◆ **Esercizio proposto A**: Secondo il testo sulle differenze di comportamento tra i sessi, che cosa sviluppavano i balinesi assunti come scaricatori portuali dagli imprenditori europei?

Margaret Mead ha scoperto, per esempio, che in condizioni normali i maschi
di Bali si astenevano da qualsiasi lavoro pesante, così da essere
esili quanto le loro donne; ma che i balinesi assunti dagli imprenditori
europei in qualità di scaricatori portuali non tardavano a sviluppare
la massiccia muscolatura che siamo abituati ad associare al sesso maschile.
In base alla scoperta che tra i piccoli
delle scimmie i maschi si dimostrano più aggressivi delle femmine,
sono state intraprese alcune ricerche con esperimenti ormonici sui primati.
Gli sperimentatori, dopo aver trattato con testosterone le femmine pregne,
sono riusciti ad ottenere prole femminile più aggressiva e dedita
a giochi più irruenti e rudi rispetto alle piccole scimmie normali.
Tre anni dopo, il comportamento aggressivo
apparve scemato: una possibile interpretazione dell’esperimento è
che il livello ormonico prenatale condizioni abbastanza a lungo il comportamento
del piccolo prima che subentri l’apprendimento socio-ambientale, addirittura
che gli ormoni influiscano sull’intero arco vitale quand’anche non siano
più presenti nel corpo. Il fatto è che, mentre prima della
pubertà il livello ormonico maschile non differisce molto da quello
femminile, già intorno ai 4 o 5 anni i maschietti si comportano
in modo nettamente diverso dalle femminucce. Si è quindi costretti
a concludere che all’origine di tale diversità di comportamento
stia soprattutto l’apprendimento, ipotesi confortata dagli studi su quegli
esseri umani i quali alla nascita, a causa di caratteristiche genitali
ambigue o ermafroditiche, sono stati assegnati al sesso sbagliato. Questi
studi suggeriscono che l’assunzione del ruolo sessuale potrebbe essere
determinata dalle condizioni ambientali e che la persona si adatterebbe
all’etichetta sessuale “sbagliata” se già nella prima infanzia non
intervenisse un periodo critico di fissazione dell’identità sessuale.
In altri termini, non ci sarebbero difficoltà di sorta se, per errore,
si allevasse una bambina come se fosse un ragazzo, ma insorgerebbero gravissimi
problemi psicologici se ad una bambina si imponesse di “diventare” maschio
dopo aver raggiunto i tre anni d’età.

◆ **Contenuto dei record**:
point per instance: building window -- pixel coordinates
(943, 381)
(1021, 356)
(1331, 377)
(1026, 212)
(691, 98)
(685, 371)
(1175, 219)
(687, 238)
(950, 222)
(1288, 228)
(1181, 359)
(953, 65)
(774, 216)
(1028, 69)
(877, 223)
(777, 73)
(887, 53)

◆ **Esercizio proposto B**: Riscrivi per intero tutte le righe dei record qui sopra, richieste comprese, aggiungendo -4 a ciascuna coordinata in pixel delle risposte.

◆ **Risposta corretta A**: Sviluppavano la massiccia muscolatura che siamo abituati ad associare al sesso maschile.

◆ **Risposta corretta B**:
point per instance: building window -- pixel coordinates
(939, 377)
(1017, 352)
(1327, 373)
(1022, 208)
(687, 94)
(681, 367)
(1171, 215)
(683, 234)
(946, 218)
(1284, 224)
(1177, 355)
(949, 61)
(770, 212)
(1024, 65)
(873, 219)
(773, 69)
(883, 49)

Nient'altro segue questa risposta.